**REQUEST:** In full and without alteration, repeat the material.

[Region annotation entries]
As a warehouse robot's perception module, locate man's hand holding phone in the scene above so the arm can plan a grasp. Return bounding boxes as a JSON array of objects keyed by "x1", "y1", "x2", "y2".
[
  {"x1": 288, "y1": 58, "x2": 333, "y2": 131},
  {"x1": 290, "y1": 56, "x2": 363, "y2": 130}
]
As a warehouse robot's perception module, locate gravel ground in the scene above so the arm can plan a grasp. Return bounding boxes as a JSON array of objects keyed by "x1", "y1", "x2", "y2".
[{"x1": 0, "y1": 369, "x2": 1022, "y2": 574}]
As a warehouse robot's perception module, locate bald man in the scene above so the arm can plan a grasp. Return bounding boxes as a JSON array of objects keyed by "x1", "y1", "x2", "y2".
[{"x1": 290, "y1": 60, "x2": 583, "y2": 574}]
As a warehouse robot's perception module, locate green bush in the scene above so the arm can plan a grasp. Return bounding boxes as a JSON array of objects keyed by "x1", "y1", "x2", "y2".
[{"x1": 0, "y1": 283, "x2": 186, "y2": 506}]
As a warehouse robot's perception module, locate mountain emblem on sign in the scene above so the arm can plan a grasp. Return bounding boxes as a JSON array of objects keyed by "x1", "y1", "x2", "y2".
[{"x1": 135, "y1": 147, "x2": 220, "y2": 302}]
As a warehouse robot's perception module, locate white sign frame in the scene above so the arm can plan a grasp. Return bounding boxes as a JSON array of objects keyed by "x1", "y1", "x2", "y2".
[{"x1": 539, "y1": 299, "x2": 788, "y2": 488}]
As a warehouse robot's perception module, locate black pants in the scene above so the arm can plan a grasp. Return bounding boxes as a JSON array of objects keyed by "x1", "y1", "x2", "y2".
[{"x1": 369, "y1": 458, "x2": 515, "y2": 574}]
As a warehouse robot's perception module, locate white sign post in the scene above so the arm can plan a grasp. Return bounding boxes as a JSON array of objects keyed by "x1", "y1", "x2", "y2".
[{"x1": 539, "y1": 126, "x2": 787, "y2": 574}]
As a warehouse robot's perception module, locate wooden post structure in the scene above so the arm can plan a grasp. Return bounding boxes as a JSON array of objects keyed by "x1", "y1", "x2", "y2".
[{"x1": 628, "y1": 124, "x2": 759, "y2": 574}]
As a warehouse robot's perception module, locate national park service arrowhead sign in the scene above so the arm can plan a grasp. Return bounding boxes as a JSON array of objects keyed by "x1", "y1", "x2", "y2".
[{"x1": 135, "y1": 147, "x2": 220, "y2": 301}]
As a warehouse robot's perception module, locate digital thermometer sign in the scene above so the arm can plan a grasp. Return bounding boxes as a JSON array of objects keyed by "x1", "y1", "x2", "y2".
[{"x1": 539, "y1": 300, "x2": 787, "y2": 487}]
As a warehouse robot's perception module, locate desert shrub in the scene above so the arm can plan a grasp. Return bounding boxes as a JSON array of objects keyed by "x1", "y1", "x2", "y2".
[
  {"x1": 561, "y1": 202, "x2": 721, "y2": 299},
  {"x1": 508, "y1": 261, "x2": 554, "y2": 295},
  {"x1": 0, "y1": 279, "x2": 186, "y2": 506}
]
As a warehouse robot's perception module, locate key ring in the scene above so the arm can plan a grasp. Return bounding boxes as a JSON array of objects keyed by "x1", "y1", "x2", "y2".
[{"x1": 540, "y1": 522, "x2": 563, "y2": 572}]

**FINAL RESULT:**
As a warehouse robot's perception module, locate man's hand holding phone in the scene above so the arm can plan a grasp. Return bounding boxes as a JSON array of objects keyed by "x1", "y1", "x2", "y2".
[
  {"x1": 288, "y1": 58, "x2": 333, "y2": 131},
  {"x1": 290, "y1": 56, "x2": 363, "y2": 130}
]
As a warehouse robot's perception module, locate gravel ground in the scene above so the arm can plan a grasp. Return bounding boxes as a JSON array of objects keyed by "x1", "y1", "x2", "y2".
[{"x1": 0, "y1": 369, "x2": 1022, "y2": 574}]
As a warehouse robot's perception module, locate bald man in the scene above so the arm can plan a grasp. Return bounding boxes as a JSON array of objects keyed by "x1", "y1", "x2", "y2".
[{"x1": 290, "y1": 60, "x2": 583, "y2": 574}]
As a warehouse robot's perception module, locate green bush in the scene above so the arm can plan a grasp. Return bounding boxes as a JSON array of objects keyed by "x1", "y1", "x2", "y2".
[{"x1": 0, "y1": 283, "x2": 186, "y2": 506}]
As a warehouse robot's perception module, locate mountain emblem on sign in the scene above so the arm can plan a grasp. Return bounding boxes as a JSON array of objects keyed by "x1", "y1", "x2", "y2".
[{"x1": 135, "y1": 147, "x2": 220, "y2": 302}]
As a warehouse robot's perception module, locate white sign frame in the scene above so the arm can plan a grasp. Return bounding boxes as a JSON array of objects keyed by "x1", "y1", "x2", "y2".
[{"x1": 539, "y1": 299, "x2": 788, "y2": 488}]
As a warehouse robot's perception module, locate black pants in the scene above so the arm can plan a grasp. Return bounding boxes as a JSON array of objects keyed by "x1", "y1", "x2", "y2".
[{"x1": 369, "y1": 458, "x2": 515, "y2": 574}]
As a warehouse robot's perception module, locate white sign post in the scene above so the arm can plan a grasp. Return bounding boxes as a JSON array of objects keyed by "x1", "y1", "x2", "y2".
[{"x1": 539, "y1": 126, "x2": 787, "y2": 574}]
As a warehouse robot's perception module, locate wooden post structure in the scene above so the arm can plan a grasp. Return bounding boxes as a JSON array of objects keyed by "x1", "y1", "x2", "y2".
[{"x1": 628, "y1": 124, "x2": 759, "y2": 574}]
As a warehouse robot's perception module, locate national park service arrowhead sign in the scene above so the arm can plan a grasp. Return bounding boxes as a JSON array of objects keyed by "x1", "y1", "x2", "y2".
[{"x1": 135, "y1": 147, "x2": 220, "y2": 301}]
As a warehouse robot's perception module, locate digital thermometer sign in the scene above so the arm can plan a grasp. Return bounding boxes as a JSON array of objects keyed by "x1", "y1", "x2", "y2".
[{"x1": 539, "y1": 300, "x2": 787, "y2": 487}]
As a warehouse robot's perception module, locate desert shrub in the scene above so the arm can plan a grasp. Return bounding boxes as a JSON array of objects keyed by "x1", "y1", "x2", "y2".
[
  {"x1": 561, "y1": 202, "x2": 721, "y2": 299},
  {"x1": 508, "y1": 261, "x2": 554, "y2": 295},
  {"x1": 0, "y1": 279, "x2": 186, "y2": 506}
]
As a warehouse robot's perception module, locate key ring in the scene above so the arm can plan a grasp. Return bounding boxes as a JSON array of objects keyed by "x1", "y1", "x2", "y2".
[{"x1": 540, "y1": 522, "x2": 563, "y2": 572}]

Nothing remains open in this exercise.